Work required:
All of the data below is to be copied exactly.

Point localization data
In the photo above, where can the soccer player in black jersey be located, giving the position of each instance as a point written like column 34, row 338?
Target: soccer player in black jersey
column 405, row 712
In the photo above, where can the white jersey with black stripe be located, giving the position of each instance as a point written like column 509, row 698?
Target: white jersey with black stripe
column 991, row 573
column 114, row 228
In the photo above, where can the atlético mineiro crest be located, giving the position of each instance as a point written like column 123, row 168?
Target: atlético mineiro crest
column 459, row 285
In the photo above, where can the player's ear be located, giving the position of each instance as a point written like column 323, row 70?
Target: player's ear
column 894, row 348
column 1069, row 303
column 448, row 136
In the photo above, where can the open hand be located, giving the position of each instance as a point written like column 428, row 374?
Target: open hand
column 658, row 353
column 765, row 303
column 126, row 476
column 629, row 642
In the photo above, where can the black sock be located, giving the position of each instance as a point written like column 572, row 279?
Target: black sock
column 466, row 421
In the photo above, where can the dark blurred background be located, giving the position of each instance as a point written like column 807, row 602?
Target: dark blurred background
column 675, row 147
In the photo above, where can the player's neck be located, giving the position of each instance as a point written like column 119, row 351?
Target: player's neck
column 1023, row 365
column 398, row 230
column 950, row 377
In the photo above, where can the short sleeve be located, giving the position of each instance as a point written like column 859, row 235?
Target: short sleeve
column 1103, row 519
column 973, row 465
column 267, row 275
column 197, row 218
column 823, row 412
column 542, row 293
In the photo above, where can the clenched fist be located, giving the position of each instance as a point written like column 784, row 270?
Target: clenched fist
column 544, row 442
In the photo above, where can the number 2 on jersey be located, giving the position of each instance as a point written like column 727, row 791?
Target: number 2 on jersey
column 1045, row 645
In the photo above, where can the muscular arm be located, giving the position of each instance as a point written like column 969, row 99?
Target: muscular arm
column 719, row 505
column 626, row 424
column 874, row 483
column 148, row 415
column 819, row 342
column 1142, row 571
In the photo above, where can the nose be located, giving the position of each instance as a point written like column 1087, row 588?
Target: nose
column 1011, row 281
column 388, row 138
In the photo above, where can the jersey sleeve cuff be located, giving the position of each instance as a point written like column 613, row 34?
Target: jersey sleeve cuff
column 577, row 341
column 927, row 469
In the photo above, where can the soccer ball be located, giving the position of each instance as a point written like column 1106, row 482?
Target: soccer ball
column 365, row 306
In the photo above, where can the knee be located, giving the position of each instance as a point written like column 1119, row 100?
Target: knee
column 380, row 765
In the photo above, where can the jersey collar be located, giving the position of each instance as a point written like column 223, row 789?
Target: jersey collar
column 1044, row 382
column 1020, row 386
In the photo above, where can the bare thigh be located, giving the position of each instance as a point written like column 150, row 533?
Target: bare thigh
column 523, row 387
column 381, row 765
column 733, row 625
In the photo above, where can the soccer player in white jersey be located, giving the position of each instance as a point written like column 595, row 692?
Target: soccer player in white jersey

Answer to this exercise:
In the photo above, where can the soccer player in black jersey be located, giving the position of each instance as a point written like column 34, row 338?
Target: soccer player in black jersey
column 405, row 712
In the photo above, where can the white jersey with black stripe be located, giving the position of each instance as a point written like column 509, row 698?
Target: white jersey with black stripe
column 991, row 573
column 114, row 228
In the photo above, where can the atlético mineiro crest be located, giving the position of each instance as a point written like column 123, row 168?
Target: atlético mineiro crest
column 459, row 285
In the photo above, where can the player's ear be located, giving the position of each instance as a point written like column 323, row 70?
Target: player's ear
column 894, row 348
column 1069, row 303
column 448, row 136
In the photo above, where can the open hand be located, giving the position of each instance as a point written like column 428, row 374?
Target: open hand
column 658, row 353
column 765, row 303
column 126, row 476
column 629, row 642
In the photo above, where can the black sock be located, giving the position of each instance as a point written like column 572, row 279?
Target: black sock
column 466, row 421
In the photo above, where can the dark blurred background be located, giving the position of each instance as a point written like column 807, row 602?
Target: dark blurred background
column 675, row 147
In the photo above, where can the player's neck be located, giving the position of each instance as a point written like column 119, row 351?
Target: player's neck
column 1023, row 365
column 398, row 230
column 950, row 377
In the photo above, where can the short sleeve be located, giving the position of each instance as a point written like column 859, row 235?
Target: short sleeve
column 1103, row 519
column 973, row 465
column 267, row 275
column 197, row 218
column 823, row 412
column 542, row 293
In the photo above, where can the clenched fist be located, giving the position of each instance as a point written like column 784, row 270?
Target: clenched fist
column 544, row 442
In the photo above, where can the number 2 on jersey be located, giving the position of each instance as a point written like column 727, row 791?
Target: number 2 on jersey
column 1045, row 645
In the photo above, where can the muscular arm be located, giving the position of each instance as a point written like column 969, row 99?
Target: muscular arm
column 719, row 505
column 626, row 424
column 874, row 483
column 148, row 415
column 819, row 342
column 1142, row 571
In the photo above, where can the nose be located, giving the position of each instance as a point written like column 1087, row 588?
Target: nose
column 1011, row 281
column 388, row 138
In the photo above, where can the jersey sleeve cuff be located, giving the position of each instance as a point written like column 613, row 34?
Target: jersey sleeve cuff
column 577, row 341
column 927, row 469
In the photo above, where can the soccer ball be located, giving the position of each instance as a point written like column 1106, row 482?
Target: soccer ball
column 365, row 306
In the photo above, where can the knee be located, giving the position of each instance as a point written like column 1119, row 100?
Target: knee
column 380, row 765
In the photo above, where can the jersey collar be located, giving the position of each instance as a point written like column 223, row 789?
Target: jersey collar
column 1044, row 382
column 1020, row 386
In the photo above, where can the bare thigh be located, giving the position of each instance as a point written like column 150, row 533?
Target: bare thigh
column 523, row 387
column 381, row 765
column 733, row 625
In the photo above, where can the soccer player in white jersey be located, giving the position of each instance as a point written like column 595, row 692?
Target: soccer player in white jersey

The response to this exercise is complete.